> [Lesetext]:
::::

Oliver ‘Ollie’ Kite (1920 – 1968), war einer der begabtesten und angesehensten Fliegenfischer, Ornithologen und Naturforscher Englands des 20. Jahrhundert. Vielseitig begabt und fließend in mehreren Sprachen; Naturexperte mit enzyklopädischem Wissen; Soldat in Indien, Burma und Australien – wo sich jene Herzerkrankung zum ersten Mal einfand, die ihn später viel zu frühzeitig aus dem Leben reissen wird -, Entomologe, der Eintagsfliegennymphen in ihre defensiven Rückzugseigenschaften unterteilte: Grundgräber – Schlammkriecher – Mooskletterer – Steinklammerer – Schlängler – Schnellschwimmer; TV Moderator und frühes Beispiel von Programmpersönlichkeit die nachfolgenden Stars wie David Attenborough den Weg ebneten; zu guter Letzt verbreitete Oliver Kite als Schüler Frank Sawyers dessen Netheravon – Style des flußaufwärts Nymphenfischen und propagiert die Methode des ‘Induced Take’.
Es ist auffallend, dass Fliegenfischer ihr Interesse am Fang von Forelle & Äsche, auf verwandte Themen ausweiten, um ganzheitlich mit noch mehr Effizienz eine große Anzahl von Fischen zu erbeuteten. Fliegenbinden, Entomologie, Ruten – und Rollenbau bis hin zur Hühnerzucht.
Oliver Kite muss sicherlich auch zu diesen Spezialisten gezählt werden. Seine Liebe für Ornithologie und Botanik ist beeindruckend kommentiert. Hinzukommt, dass Ollie – wie er liebevoll von Kollegen und Bewunderern genannt wurde – sich nicht nur für Natur und seine Bewohner interessierte. Auch Tiere besaßen die Gabe, sich dort einzufinden wo Kite sich befand. Von der Eule die sich am Geburtsbett einfand, bis hin zum Eisvogel der sich auf der Rutenspitze niederlässt.
Kite, der die Jahre des 2. Weltkriegs in Asien verbrachte, kehrte in den späten 1940 Jahren nach England zurück und wurde dem School of Infantry H.Q. in Bulford zugeordnet. In den Salisbury Plains in Wiltshire stationiert, genoss die Army Privatbesitzrecht an 16 Meilen des südenglischen Kreideflusses Avon. Als Offizier, war es einfach dem Officers Fishing Club (OFC) beizutreten, und an jenem Streckenabschnitt zu fischen, den Frank Sawyer so erfolgreich hegte. In Bulford wohnhaft, machte Kite natürlich mit diesem Bekanntschaft und die beiden verband eine langwährende gute Freundschaft, die erst vermeintlich in den letzten Lebensjahren Kites, etwas abkühlte.
Aus bescheidenen Verhältnissen stammend, brachte sich Kite früh und im Alleingang mehrere Sprachen bei – Walisisch, Französisch, Italienisch, Spanisch, Deutsch, Schwedisch, Norwegisch, Flämisch, Urdu und Hindustani. Diese allesamt fließend zu sprechen unterstützte ihn nicht nur im beruflichen Werdegang, sondern war auch von immenser Bedeutung zum Aufbau eines weiten Netzwerks gleichgesinnter Fliegenfischer weltweit.

::::

Quelldaten:
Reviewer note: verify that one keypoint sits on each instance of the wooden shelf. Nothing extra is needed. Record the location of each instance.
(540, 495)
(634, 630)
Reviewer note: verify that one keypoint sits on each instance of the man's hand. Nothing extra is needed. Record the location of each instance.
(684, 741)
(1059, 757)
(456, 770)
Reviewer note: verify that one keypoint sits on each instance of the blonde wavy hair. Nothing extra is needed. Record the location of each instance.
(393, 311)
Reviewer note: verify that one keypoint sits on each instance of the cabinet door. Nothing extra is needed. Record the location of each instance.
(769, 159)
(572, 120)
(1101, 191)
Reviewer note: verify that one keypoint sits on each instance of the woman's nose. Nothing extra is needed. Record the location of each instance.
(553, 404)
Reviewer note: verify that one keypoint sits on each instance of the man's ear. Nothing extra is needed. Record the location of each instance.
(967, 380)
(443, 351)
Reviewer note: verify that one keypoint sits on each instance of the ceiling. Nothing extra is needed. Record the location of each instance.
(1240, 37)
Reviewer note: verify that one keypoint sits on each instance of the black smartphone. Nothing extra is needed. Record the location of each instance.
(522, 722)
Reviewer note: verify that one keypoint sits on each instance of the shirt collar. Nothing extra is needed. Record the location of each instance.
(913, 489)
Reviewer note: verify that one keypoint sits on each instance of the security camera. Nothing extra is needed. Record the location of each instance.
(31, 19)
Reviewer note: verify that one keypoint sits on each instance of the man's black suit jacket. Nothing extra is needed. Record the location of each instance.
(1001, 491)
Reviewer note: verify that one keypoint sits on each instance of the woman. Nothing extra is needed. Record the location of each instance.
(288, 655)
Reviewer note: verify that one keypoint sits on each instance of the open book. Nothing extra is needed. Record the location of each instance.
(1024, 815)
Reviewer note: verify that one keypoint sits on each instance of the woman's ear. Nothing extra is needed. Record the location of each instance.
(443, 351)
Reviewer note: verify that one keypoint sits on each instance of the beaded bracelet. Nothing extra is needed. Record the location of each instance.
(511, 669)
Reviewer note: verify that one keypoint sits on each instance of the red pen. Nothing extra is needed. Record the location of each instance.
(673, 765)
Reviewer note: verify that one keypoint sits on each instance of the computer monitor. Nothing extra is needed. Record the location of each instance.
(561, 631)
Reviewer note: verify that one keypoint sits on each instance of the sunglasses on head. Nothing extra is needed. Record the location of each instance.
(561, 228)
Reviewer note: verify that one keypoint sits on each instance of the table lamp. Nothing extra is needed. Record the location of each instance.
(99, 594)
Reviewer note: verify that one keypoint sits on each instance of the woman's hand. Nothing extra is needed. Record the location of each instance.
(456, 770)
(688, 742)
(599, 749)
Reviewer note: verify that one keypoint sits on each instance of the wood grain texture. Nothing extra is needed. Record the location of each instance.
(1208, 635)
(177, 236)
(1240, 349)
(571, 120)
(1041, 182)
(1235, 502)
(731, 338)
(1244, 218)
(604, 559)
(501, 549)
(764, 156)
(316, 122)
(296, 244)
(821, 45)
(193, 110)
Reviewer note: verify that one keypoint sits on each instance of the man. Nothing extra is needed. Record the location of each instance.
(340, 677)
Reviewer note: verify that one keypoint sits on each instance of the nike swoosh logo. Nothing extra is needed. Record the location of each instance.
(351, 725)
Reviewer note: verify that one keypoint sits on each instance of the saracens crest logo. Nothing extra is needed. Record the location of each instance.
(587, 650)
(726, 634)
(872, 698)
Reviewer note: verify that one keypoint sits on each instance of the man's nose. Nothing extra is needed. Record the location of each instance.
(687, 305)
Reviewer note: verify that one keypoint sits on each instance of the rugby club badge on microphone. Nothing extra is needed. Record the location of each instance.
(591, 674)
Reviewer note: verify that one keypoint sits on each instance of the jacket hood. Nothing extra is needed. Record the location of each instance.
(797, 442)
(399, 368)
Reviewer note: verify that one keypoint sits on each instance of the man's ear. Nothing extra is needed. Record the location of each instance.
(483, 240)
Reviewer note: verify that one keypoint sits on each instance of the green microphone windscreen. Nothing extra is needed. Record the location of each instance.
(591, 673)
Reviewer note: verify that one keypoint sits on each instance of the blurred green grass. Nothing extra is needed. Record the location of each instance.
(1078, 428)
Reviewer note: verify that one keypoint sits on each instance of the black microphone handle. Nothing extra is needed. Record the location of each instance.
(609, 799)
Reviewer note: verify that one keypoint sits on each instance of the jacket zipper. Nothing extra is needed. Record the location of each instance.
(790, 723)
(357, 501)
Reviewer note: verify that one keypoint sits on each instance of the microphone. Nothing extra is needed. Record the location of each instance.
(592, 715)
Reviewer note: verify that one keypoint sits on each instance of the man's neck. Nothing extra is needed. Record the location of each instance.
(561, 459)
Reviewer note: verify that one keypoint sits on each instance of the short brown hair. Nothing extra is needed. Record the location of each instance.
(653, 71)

::::

> [Zu erledigende Aufgaben]:
1/ Schreib aus dem Text über Oliver Kite den Abschnitt ab, der bei den Worten „Kite, der die“ beginnt und nach den Worten „Kites, etwas abkühlte.“ endet.
2/ Stell die Datensätze von der Zeile mit „of the security“ bis einschließlich der Zeile mit „(1001, 491)“ als CSV mit den zwei Spalten „Anweisung“ und „Antwort“ dar, eine Zeile je Anweisung. Setz jedes Feld in Anführungszeichen und ersetze Zeilenumbrüche durch Leerzeichen.

> [Antworten der Reihe nach]:
1/
Kite, der die Jahre des 2. Weltkriegs in Asien verbrachte, kehrte in den späten 1940 Jahren nach England zurück und wurde dem School of Infantry H.Q. in Bulford zugeordnet. In den Salisbury Plains in Wiltshire stationiert, genoss die Army Privatbesitzrecht an 16 Meilen des südenglischen Kreideflusses Avon. Als Offizier, war es einfach dem Officers Fishing Club (OFC) beizutreten, und an jenem Streckenabschnitt zu fischen, den Frank Sawyer so erfolgreich hegte. In Bulford wohnhaft, machte Kite natürlich mit diesem Bekanntschaft und die beiden verband eine langwährende gute Freundschaft, die erst vermeintlich in den letzten Lebensjahren Kites, etwas abkühlte.

2/
Anweisung,Antwort
"Reviewer note: verify that one keypoint sits on each instance of the security camera. Nothing extra is needed. Record the location of each instance.","(31, 19)"
"Reviewer note: verify that one keypoint sits on each instance of the man's black suit jacket. Nothing extra is needed. Record the location of each instance.","(1001, 491)"